>> Begin Source passage

The Government is closing the CATO portal on 31 March 2026. After that date, companies will no longer be able to file their company accounts and corporation  tax returns for free via CATO. You’ll need to either use commercial software or work with a professional accountant to do it for you. For the many micro‑entities and small companies that currently file on their own, this is a significant shift.

Some businesses may still be able to use a free web‑filing service from Companies House for micro‑entity or dormant accounts, but that only covers the filing of your statutory accounts – not your corporation tax return to HMRC – and that service is also expected to close in the near future. So, it makes sense to address both needs together when planning how you navigate the CATO closure.

Acting early to make life easier

Although CATO shuts on 31st March, many companies and their directors won’t feel the impact until months later, when their next filing deadline comes around. If you wait until that crunch point, you may find yourself:

  • choosing and learning new software under deadline pressure
  • hurriedly migrating or re‑entering data
  • settling for “whatever works right now”, even if it’s not a good long‑term fit.

And the reality is that all of these things increase the risk of making mistakes, filing incorrect data or even filing late, all of which could lead to penalties or in extreme cases being struck off.

If you usually use the Government’s free service and your filing deadline falls between now and 31 March, it’s business as usual for this year. Now is the time to start preparing for the transition. We recommend getting your filings in as early as possible this year to avoid a last-minute rush. This also gives you the space to begin exploring how a professional accountant or bookkeeper can support your business through these changes. Preparation is the key to a successful, stress-free transition next year.

If your filing deadline falls not long after the 31st March, say April, May or June then it would be worth giving some thought, if practical, to trying to file a little earlier this year in order to avoid rushed decisions. If you could file before the 31st March in order to utilise CATO then you’ve effectively bought yourself  a year to make the right long term decision that’s the right strategic fit for you and your business. This isn’t going to be possible in all cases but it’s certainly worth thinking about!   

Regardless of how or when you plan to file your next set of accounts and tax return, the Government is encouraging all CATO users to ensure they download and save all their previously submitted accounts and tax returns via the portal before it closes. After the 31st March you won’t be able to access your historical submissions and you may find you need them in the future. The government has provided instructions on how to do this here.

>> End Source passage

**Stated exercise 1**: Translate this sentence from the passage on the CATO closure into Spanish: "After the 31st March you won't be able to access your historical submissions and you may find you need them in the future."
**Stated exercise 2**: Copy out the part of the CATO closure passage starting at "Although CATO shuts" and ending at "being struck off.".

>> Begin Extracted data

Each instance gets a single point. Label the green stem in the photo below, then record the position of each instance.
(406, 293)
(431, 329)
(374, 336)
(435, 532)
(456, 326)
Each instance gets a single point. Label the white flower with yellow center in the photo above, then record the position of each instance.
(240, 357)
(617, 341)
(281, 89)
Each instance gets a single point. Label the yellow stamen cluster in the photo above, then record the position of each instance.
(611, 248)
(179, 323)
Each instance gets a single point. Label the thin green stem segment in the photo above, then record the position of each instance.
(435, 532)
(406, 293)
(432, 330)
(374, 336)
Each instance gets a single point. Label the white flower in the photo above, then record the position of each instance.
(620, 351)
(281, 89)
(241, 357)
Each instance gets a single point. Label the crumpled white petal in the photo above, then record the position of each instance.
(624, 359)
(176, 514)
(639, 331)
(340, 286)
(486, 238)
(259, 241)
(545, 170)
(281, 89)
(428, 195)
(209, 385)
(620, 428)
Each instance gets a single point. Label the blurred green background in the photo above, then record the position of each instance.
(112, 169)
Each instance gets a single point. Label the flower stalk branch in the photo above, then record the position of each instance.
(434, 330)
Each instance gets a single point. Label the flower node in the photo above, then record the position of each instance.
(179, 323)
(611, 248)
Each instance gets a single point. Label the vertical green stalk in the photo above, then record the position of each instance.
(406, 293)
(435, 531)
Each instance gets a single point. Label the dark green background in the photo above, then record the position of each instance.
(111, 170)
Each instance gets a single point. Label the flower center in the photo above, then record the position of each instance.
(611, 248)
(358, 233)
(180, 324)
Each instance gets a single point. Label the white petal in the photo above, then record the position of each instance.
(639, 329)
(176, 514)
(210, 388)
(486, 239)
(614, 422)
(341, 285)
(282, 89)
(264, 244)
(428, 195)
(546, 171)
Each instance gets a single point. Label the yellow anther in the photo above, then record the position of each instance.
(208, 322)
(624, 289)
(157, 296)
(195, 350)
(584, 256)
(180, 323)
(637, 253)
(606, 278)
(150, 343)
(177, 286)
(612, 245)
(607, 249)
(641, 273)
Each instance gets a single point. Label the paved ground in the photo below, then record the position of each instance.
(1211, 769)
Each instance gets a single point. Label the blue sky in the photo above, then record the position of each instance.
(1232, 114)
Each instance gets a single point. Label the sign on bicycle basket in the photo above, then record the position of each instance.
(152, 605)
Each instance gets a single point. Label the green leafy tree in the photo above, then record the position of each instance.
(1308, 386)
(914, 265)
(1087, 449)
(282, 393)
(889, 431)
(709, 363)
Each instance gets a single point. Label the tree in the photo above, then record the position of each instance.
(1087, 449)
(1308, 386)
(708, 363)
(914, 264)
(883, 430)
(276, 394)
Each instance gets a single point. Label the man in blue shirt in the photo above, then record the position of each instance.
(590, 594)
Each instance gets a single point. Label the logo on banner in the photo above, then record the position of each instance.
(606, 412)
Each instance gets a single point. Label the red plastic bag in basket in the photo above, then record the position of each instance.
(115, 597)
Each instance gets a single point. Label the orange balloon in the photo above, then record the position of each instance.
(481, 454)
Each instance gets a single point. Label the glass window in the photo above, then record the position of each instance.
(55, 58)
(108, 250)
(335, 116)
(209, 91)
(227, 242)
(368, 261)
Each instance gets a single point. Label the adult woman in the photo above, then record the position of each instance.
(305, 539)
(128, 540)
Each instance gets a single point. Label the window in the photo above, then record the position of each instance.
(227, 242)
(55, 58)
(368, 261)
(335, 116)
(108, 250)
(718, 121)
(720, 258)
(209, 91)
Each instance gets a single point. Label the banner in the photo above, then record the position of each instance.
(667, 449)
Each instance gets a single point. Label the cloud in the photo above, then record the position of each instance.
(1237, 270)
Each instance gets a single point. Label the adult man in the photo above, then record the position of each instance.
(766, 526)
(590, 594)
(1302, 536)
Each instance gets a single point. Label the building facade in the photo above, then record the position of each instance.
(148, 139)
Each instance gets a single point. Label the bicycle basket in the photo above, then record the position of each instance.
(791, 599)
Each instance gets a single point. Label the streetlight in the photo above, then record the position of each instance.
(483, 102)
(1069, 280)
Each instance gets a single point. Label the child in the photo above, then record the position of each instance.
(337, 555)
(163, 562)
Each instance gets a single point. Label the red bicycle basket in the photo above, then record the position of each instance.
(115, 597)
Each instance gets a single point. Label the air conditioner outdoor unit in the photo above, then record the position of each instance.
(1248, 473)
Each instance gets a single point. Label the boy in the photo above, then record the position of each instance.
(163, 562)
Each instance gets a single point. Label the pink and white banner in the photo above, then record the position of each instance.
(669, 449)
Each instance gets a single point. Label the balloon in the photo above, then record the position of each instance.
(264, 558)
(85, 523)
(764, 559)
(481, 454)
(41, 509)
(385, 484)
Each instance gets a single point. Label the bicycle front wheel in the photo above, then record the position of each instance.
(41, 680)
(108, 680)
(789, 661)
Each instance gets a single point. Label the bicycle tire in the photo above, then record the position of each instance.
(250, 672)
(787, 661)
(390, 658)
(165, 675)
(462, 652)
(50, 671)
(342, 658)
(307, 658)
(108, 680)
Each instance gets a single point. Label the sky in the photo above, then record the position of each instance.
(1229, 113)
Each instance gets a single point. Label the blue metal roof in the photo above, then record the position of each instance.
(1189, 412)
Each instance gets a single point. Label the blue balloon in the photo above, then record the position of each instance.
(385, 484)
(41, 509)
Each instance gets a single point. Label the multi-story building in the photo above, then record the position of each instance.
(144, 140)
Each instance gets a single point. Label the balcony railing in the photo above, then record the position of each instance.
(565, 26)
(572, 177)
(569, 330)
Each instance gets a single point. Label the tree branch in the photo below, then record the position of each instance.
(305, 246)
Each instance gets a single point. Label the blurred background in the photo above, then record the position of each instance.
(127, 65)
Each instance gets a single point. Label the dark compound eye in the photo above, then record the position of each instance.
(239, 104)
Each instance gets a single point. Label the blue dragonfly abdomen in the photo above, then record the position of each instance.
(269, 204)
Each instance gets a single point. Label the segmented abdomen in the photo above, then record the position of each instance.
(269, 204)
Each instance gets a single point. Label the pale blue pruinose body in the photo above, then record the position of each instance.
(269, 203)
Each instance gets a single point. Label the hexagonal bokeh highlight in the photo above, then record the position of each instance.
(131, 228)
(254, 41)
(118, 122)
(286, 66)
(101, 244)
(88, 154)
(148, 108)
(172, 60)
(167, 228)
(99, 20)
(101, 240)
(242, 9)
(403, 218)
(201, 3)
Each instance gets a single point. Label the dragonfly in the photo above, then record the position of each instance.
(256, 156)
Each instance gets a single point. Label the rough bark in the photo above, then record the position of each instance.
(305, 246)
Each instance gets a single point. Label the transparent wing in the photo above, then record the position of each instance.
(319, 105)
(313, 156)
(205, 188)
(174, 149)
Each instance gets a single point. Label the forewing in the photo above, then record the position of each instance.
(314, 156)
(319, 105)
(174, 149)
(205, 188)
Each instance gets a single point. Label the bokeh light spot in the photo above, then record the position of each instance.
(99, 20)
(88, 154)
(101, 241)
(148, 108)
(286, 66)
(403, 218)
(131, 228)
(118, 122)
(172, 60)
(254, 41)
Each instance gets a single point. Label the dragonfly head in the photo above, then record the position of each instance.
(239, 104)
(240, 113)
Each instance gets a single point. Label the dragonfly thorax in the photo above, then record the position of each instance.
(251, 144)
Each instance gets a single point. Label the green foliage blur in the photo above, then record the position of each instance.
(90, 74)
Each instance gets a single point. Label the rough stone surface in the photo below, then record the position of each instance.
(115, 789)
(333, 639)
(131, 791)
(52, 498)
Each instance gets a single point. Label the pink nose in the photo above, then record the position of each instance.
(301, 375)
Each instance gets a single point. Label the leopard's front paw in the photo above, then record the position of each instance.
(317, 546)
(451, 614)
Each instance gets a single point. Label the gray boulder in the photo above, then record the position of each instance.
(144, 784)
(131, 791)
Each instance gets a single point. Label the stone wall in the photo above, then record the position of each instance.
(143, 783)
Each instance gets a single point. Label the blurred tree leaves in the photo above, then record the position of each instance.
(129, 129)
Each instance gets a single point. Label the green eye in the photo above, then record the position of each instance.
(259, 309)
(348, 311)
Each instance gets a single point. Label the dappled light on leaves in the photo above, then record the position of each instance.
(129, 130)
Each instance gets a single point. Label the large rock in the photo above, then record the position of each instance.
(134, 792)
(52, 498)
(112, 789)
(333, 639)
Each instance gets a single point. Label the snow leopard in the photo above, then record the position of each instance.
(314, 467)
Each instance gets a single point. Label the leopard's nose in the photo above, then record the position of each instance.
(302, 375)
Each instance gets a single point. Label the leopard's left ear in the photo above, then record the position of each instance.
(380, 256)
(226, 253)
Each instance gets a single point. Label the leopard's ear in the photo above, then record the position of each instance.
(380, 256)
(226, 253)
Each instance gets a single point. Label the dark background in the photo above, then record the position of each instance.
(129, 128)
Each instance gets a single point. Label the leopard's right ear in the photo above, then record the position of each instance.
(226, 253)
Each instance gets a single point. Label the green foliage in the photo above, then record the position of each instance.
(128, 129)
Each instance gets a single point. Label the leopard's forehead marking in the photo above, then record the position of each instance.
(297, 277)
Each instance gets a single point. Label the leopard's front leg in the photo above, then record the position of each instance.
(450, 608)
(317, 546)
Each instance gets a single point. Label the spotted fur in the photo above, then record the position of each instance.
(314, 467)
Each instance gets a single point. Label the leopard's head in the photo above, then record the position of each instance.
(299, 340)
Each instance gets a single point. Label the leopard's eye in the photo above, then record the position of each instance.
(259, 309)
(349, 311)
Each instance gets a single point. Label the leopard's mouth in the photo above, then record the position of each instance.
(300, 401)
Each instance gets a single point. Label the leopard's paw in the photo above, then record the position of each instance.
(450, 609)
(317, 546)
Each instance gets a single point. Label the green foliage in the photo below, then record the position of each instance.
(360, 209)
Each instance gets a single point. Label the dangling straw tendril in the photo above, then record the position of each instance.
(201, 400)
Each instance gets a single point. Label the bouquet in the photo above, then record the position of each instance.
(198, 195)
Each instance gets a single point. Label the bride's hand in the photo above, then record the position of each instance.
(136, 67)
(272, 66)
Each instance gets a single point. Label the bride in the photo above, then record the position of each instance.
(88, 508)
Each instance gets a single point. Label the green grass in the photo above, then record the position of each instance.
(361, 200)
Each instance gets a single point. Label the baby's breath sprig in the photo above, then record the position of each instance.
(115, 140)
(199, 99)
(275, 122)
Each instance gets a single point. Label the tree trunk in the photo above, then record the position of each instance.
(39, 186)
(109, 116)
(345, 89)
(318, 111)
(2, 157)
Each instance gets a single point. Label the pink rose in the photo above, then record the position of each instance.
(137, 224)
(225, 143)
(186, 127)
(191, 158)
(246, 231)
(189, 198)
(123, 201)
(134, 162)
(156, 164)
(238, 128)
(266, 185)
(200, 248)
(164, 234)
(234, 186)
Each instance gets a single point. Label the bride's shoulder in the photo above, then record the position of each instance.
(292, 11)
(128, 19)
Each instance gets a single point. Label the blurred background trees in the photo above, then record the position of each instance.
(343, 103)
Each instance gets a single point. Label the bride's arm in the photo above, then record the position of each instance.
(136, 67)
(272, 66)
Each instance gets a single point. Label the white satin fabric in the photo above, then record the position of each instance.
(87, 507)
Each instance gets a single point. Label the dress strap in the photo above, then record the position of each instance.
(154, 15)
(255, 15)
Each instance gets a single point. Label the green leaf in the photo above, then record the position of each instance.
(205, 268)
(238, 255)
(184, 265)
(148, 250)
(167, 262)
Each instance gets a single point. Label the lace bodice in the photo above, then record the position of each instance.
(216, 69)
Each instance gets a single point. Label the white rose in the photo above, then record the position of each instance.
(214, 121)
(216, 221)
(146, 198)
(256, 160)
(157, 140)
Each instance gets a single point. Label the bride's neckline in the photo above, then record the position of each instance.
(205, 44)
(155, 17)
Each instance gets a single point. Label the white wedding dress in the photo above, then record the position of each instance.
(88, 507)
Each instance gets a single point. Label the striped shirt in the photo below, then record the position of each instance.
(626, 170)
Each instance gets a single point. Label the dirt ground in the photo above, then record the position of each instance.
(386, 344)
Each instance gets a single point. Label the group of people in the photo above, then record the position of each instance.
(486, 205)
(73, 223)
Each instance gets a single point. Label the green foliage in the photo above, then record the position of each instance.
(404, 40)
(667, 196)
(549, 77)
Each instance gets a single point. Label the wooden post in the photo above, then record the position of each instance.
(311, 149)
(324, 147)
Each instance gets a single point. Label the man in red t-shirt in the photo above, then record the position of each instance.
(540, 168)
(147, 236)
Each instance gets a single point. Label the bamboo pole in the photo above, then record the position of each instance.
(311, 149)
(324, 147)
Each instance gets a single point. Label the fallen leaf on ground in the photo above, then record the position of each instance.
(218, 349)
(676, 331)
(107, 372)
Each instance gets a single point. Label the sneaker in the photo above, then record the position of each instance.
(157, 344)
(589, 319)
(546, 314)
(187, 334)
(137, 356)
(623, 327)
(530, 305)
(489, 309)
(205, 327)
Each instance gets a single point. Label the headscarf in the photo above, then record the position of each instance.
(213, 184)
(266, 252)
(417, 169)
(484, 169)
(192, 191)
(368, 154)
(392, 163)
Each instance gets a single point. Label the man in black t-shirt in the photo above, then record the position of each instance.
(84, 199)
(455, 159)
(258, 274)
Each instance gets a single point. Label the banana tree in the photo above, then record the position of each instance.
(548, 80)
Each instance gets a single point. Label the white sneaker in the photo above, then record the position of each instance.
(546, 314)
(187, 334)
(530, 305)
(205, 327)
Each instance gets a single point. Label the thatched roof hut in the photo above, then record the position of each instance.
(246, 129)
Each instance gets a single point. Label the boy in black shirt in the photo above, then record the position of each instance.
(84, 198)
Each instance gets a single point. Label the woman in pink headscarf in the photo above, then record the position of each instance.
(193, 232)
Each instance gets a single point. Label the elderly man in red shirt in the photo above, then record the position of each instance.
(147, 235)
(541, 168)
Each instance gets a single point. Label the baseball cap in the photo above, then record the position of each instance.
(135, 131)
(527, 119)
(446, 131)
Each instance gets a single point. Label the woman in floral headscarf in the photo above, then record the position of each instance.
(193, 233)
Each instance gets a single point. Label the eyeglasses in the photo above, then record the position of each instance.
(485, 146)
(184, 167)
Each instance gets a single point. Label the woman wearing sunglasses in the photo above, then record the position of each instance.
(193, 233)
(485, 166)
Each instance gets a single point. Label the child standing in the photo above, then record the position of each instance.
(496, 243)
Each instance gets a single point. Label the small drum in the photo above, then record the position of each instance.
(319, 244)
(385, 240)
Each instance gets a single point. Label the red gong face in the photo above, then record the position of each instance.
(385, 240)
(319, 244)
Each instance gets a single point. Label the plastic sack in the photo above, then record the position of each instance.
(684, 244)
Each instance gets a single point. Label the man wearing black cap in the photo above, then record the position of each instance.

>> End Extracted data

**Answer 1**: Después del 31 de marzo no podrás acceder a tus presentaciones anteriores y es posible que las necesites en el futuro.

**Answer 2**:
Although CATO shuts on 31st March, many companies and their directors won’t feel the impact until months later, when their next filing deadline comes around. If you wait until that crunch point, you may find yourself:

  • choosing and learning new software under deadline pressure
  • hurriedly migrating or re‑entering data
  • settling for “whatever works right now”, even if it’s not a good long‑term fit.

And the reality is that all of these things increase the risk of making mistakes, filing incorrect data or even filing late, all of which could lead to penalties or in extreme cases being struck off.